[Selected text]
|---|

What We Can Learn From Angelina Jolie’s Breast Reconstruction
Posted on May 21, 2013 by Kouros Azar, MD
From the opinion pages of The New York Times to the cover of Time magazine, Angelina Jolie’s announcement that she chose to have a preventative double mastectomy and breast reconstruction rippled across the nation, including through Thousand Oaks. It again shows the power of celebrity-and that’s not necessarily a bad thing. One thing’s for sure: More women with a family history of breast cancer are now aware there’s a genetic mutation that might increase their chances of getting skin cancer themselves.
Some details might have been lost in the media coverage following Jolie’s announcement, including the fact that her treatment schedule actually included 3 separate surgeries in a span of about 3 months. That’s because of the choices she made to spare her nipples during the double mastectomy and to have reconstruction completed in stages using tissue expanders. Surgery to complete the breast reconstruction with implants was performed 10 weeks after her mastectomy.
Although the buzz surrounding Jolie’s announcement is fading, there are several important messages that I hope have staying power for women in Westlake Village, Thousand Oaks, and Ventura:
- Advanced plastic surgery techniques enable breast reconstruction surgeons to create beautiful, natural-looking results.

|---|

[What you will do] Could you copy the part of the post about Angelina Jolie's breast reconstruction between "What We Can" and "skin cancer themselves.", inclusive? Draw only on the post about Angelina Jolie's breast reconstruction.

[Information shown]

|---|

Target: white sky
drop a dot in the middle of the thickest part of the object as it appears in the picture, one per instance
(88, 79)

|---|

[Task answer]
What We Can Learn From Angelina Jolie’s Breast Reconstruction
Posted on May 21, 2013 by Kouros Azar, MD
From the opinion pages of The New York Times to the cover of Time magazine, Angelina Jolie’s announcement that she chose to have a preventative double mastectomy and breast reconstruction rippled across the nation, including through Thousand Oaks. It again shows the power of celebrity-and that’s not necessarily a bad thing. One thing’s for sure: More women with a family history of breast cancer are now aware there’s a genetic mutation that might increase their chances of getting skin cancer themselves.